▶ Data entries
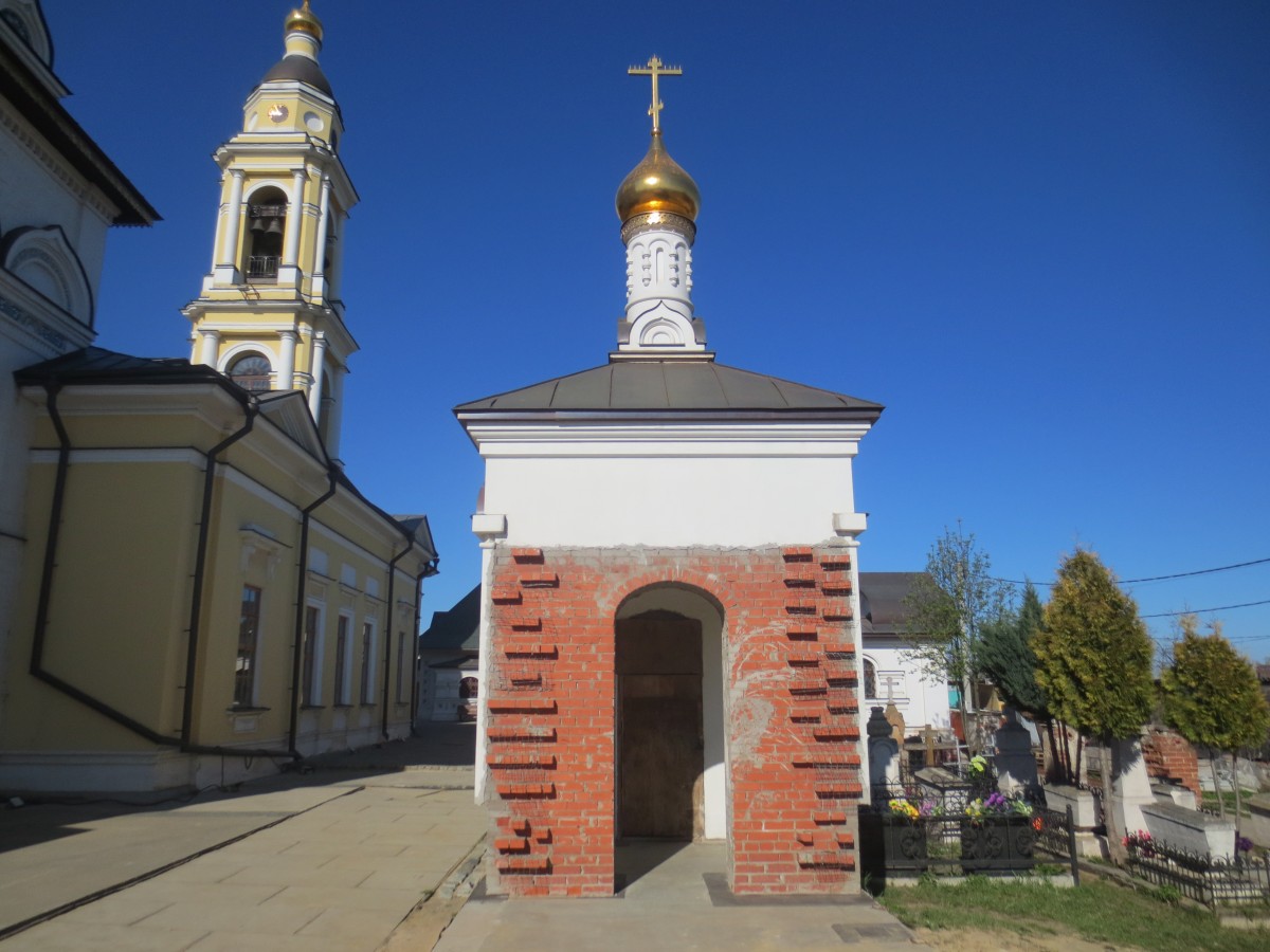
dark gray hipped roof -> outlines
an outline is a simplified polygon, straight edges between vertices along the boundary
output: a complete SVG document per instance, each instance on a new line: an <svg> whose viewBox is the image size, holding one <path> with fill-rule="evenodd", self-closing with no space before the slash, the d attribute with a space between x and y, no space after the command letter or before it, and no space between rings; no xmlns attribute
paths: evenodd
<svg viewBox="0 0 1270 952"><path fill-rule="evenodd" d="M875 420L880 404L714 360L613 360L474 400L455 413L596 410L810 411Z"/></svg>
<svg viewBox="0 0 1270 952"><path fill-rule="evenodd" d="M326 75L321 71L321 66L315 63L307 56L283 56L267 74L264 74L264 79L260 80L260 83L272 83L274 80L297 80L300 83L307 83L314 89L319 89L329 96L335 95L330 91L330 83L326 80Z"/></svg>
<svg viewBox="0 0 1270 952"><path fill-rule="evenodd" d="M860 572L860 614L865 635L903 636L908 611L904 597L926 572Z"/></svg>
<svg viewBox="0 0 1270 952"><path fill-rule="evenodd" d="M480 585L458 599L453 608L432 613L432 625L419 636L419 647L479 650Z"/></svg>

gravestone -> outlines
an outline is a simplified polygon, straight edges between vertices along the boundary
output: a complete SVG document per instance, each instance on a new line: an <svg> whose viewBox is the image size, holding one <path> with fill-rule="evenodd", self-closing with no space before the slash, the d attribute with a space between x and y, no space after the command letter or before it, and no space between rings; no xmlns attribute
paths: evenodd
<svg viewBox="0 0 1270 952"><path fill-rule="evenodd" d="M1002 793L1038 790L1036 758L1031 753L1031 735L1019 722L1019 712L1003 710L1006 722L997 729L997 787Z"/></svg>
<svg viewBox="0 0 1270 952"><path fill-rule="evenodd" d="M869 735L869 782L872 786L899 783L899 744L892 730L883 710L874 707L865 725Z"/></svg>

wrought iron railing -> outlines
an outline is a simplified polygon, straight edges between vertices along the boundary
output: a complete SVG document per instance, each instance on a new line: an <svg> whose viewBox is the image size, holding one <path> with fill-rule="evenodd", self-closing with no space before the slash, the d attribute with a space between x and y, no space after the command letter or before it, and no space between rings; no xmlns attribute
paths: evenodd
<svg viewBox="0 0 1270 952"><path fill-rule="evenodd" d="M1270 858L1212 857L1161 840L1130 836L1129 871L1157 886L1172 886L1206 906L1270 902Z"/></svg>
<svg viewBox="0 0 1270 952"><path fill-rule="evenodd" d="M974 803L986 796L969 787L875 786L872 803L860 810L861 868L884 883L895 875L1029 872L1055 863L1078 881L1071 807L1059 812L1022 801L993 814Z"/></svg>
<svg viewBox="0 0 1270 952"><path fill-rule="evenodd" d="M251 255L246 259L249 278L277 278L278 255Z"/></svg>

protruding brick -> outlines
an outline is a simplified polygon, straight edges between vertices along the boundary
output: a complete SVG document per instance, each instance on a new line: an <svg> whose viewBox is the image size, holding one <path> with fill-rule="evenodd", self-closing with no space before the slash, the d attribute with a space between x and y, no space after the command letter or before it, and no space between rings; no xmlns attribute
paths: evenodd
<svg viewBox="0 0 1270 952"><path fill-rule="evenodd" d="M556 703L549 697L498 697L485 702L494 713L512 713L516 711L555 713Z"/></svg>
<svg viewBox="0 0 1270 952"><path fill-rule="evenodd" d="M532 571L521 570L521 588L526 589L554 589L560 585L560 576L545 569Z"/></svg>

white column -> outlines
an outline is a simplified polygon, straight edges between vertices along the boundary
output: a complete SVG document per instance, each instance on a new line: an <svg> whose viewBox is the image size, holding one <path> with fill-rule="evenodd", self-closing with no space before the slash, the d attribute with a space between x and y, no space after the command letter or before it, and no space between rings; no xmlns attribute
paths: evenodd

▶ Written exercise
Output every line of the listing above word for word, but leave out the pictures.

▶ In response
dark gray hipped roof -> outlines
an outline is a simplified polygon, straight edges between vertices along the boundary
output: a complete SVG document per instance, each instance on a new line: an <svg> whose viewBox is the image size, holding one <path> with fill-rule="evenodd", self-closing with no space before the slash, the d attribute with a space between x and y, no space after the command letter or before it, and no space between rings; no xmlns attribute
paths: evenodd
<svg viewBox="0 0 1270 952"><path fill-rule="evenodd" d="M875 420L880 404L714 360L613 360L474 400L455 413L596 410L810 411Z"/></svg>
<svg viewBox="0 0 1270 952"><path fill-rule="evenodd" d="M326 75L321 71L321 66L315 63L307 56L283 56L267 74L264 74L264 79L260 80L260 83L272 83L274 80L297 80L300 83L307 83L314 89L319 89L329 96L335 95L330 91L330 83L326 80Z"/></svg>
<svg viewBox="0 0 1270 952"><path fill-rule="evenodd" d="M860 572L860 614L865 635L903 636L908 611L904 597L926 572Z"/></svg>
<svg viewBox="0 0 1270 952"><path fill-rule="evenodd" d="M480 585L458 599L453 608L432 613L432 625L419 636L419 647L479 650Z"/></svg>

gravestone -> outlines
an outline is a simplified polygon, straight edges between vertices along the boundary
output: a complete SVG document per instance, each instance on a new line: an <svg> whose viewBox is the image size, holding one <path> with fill-rule="evenodd", self-closing with no space before the slash, the d attribute with a space between x and y, no space after the command letter or before it, and no space between rings; no xmlns attribute
paths: evenodd
<svg viewBox="0 0 1270 952"><path fill-rule="evenodd" d="M1002 793L1038 790L1036 758L1031 753L1031 735L1019 722L1019 712L1003 710L1006 722L997 729L997 787Z"/></svg>
<svg viewBox="0 0 1270 952"><path fill-rule="evenodd" d="M869 735L869 782L872 786L899 783L899 744L892 730L883 710L874 707L865 725Z"/></svg>

wrought iron railing -> outlines
an outline is a simplified polygon, straight edges between vertices along the boundary
output: a complete SVG document per instance, each instance on a new line: an <svg> whose viewBox is the image size, holding one <path> with fill-rule="evenodd", self-closing with no space before the slash, the d attribute with a space between x and y, no space after the command letter or before it, and no space between rings; no xmlns attribute
paths: evenodd
<svg viewBox="0 0 1270 952"><path fill-rule="evenodd" d="M1270 858L1212 857L1161 840L1130 836L1129 871L1157 886L1172 886L1206 906L1270 902Z"/></svg>
<svg viewBox="0 0 1270 952"><path fill-rule="evenodd" d="M974 803L986 796L969 787L875 786L872 803L860 810L861 868L884 883L895 875L1029 872L1055 863L1078 881L1071 807L1059 812L1022 801L993 814Z"/></svg>
<svg viewBox="0 0 1270 952"><path fill-rule="evenodd" d="M251 255L246 259L249 278L277 278L278 255Z"/></svg>

protruding brick -> outlines
an outline is a simplified polygon, straight edges between vertices along the boundary
output: a complete SVG document per instance, each instance on a new line: an <svg> whose viewBox is the image size, holding one <path> with fill-rule="evenodd", self-closing with no space before the slash, the d attribute with a space between x and y, no space after the command letter or before it, and no space between rings; no xmlns attribute
paths: evenodd
<svg viewBox="0 0 1270 952"><path fill-rule="evenodd" d="M556 703L549 697L498 697L485 702L494 713L512 713L516 711L555 713Z"/></svg>
<svg viewBox="0 0 1270 952"><path fill-rule="evenodd" d="M532 571L521 570L521 588L526 589L554 589L560 585L560 576L545 569Z"/></svg>

white column -> outlines
an outline is a simplified polygon, straight edges between vertices along the boundary
output: a complete SVG document per instance, each instance on a new line: an <svg> whose viewBox is the image size, holding one <path> with fill-rule="evenodd", self-closing with no space before the slash, the d attribute with a space between x and y, no space after the command letter or before it, and no space between rings; no xmlns attribute
paths: evenodd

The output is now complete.